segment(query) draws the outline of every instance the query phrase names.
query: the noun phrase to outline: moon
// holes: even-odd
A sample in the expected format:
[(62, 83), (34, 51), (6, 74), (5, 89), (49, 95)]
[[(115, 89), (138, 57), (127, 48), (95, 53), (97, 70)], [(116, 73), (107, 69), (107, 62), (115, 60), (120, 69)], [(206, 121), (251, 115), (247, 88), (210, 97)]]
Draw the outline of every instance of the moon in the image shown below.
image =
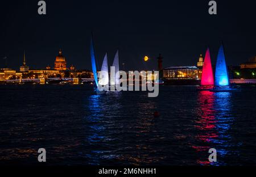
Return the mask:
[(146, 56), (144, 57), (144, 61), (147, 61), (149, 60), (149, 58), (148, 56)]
----------
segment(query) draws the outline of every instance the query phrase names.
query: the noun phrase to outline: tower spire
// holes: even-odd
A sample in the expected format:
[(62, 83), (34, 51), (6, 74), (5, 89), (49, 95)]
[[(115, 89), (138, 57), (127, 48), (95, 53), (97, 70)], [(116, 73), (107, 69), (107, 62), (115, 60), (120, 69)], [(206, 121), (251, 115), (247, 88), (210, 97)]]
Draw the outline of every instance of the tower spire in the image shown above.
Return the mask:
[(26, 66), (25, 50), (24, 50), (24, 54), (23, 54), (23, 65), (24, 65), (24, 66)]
----------
Pull out every line of the data above that contains the string "phrase".

segment(query) draws the outline of every instance the query phrase names.
query: the noun phrase to outline: moon
segment(query) draws the outline of every instance the query phrase names.
query: the noun phrase to outline: tower spire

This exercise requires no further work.